**Provided passage**:
....................
Need for help!

Started by Đỗ Ngọc Trí Cườngalmost 18 years ago14 messagesgeneral
Jump to latest

Dear all,
I have a postgres 8.2.5 and ~6 GB database with lots of simple selects using
indexes. I see that they use the shared memory so much.
Before, my server has 4GB of RAM, shmmax 1GB, Shared_buffers is set to 256
MB, effective_cache_size 300MB, when i test it's performance with option -c
40 -t 1000, it's results is about 54.542 tps, but when i up number of
clients to over 64 it refuses to run? Now, my server has 8GB, shmmax 3 GB,
shared_buffers is 2GB ----> it uses ~ 7GB cache, after benchmark ( c 40 t
1000 ) the results is 57.658 (???). But after upgrade the max clients is
also 64 (?!?) Is this the maximum clients support by program pgbench (my
server on Linux ver8.2.5, pgbench on Windows - version postgresql is 8.3.1)?
And the number 57 tps is fast?
....................
**Entries provided**:
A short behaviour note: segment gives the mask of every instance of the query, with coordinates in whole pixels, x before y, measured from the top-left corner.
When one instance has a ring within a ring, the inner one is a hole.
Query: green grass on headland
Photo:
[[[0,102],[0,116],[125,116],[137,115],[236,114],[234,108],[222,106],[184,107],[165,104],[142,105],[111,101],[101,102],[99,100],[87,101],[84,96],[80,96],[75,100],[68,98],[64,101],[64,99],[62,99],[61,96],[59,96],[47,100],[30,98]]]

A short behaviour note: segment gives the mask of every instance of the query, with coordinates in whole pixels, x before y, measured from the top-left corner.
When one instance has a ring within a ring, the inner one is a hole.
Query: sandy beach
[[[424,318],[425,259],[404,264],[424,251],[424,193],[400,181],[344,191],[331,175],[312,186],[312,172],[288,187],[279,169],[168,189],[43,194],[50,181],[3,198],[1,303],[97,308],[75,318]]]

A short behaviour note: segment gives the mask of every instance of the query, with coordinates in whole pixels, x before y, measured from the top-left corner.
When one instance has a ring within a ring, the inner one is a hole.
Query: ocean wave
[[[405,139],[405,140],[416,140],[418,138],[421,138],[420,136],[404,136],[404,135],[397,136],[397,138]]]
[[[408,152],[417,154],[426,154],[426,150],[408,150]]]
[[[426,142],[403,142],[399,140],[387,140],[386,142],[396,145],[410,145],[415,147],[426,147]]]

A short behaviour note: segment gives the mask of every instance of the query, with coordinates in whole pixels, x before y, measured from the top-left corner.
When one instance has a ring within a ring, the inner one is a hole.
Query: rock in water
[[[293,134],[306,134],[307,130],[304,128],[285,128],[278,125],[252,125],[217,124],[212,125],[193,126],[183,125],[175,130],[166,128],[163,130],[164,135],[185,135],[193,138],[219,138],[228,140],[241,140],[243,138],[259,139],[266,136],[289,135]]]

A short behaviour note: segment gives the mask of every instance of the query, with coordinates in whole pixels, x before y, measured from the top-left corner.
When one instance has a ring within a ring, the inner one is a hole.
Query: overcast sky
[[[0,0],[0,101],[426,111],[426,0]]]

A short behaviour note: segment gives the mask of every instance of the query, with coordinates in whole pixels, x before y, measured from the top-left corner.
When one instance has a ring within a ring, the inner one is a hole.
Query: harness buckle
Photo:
....................
**Written request**: Continue the forum post about PostgreSQL pgbench performance, starting after its last sentence.

**Task answer**:
Another questions, i heard that PostgreSQL does not support HT Technology,
is it right?

Last question, i don't understand so much the shmmax, shared_buffers, after
upgrading my server from 4 GB RAM to 8 GB RAM, first i configure shmmax to
2GB, share_buffers to 1GB and start server, it runs, after that i set shmmax
to 4GB and restart, it fails (?!?). The error logs said that not enough
share memory! and final i set shmmax to 3GB and share buffer to 2GB, it
runs. Don't know why, can you explain?
Thanks so much!
Regards,

#2Pavan Deolasee
pavan.deolasee@gmail.com
In reply to: Đỗ Ngọc Trí Cường (#1)
Re: Need for help!

On Tue, May 13, 2008 at 2:43 PM, Semi Noob <seminoob@gmail.com> wrote:

But after upgrade the max clients is
also 64 (?!?) Is this the maximum clients support by program pgbench (my
server on Linux ver8.2.5, pgbench on Windows - version postgresql is 8.3.1)?
And the number 57 tps is fast?

You did not give CPU and disk info. But still 57 seems a small number.
What I guess is you're running pgbench with scale factor 1 (since you
haven't mentioned scale factor) and that causes extreme contention for
smaller tables with large number of clients.

Regarding maximum number of clients, check your "max_connections" setting.

Another questions, i heard that PostgreSQL does not support HT Technology,
is it right?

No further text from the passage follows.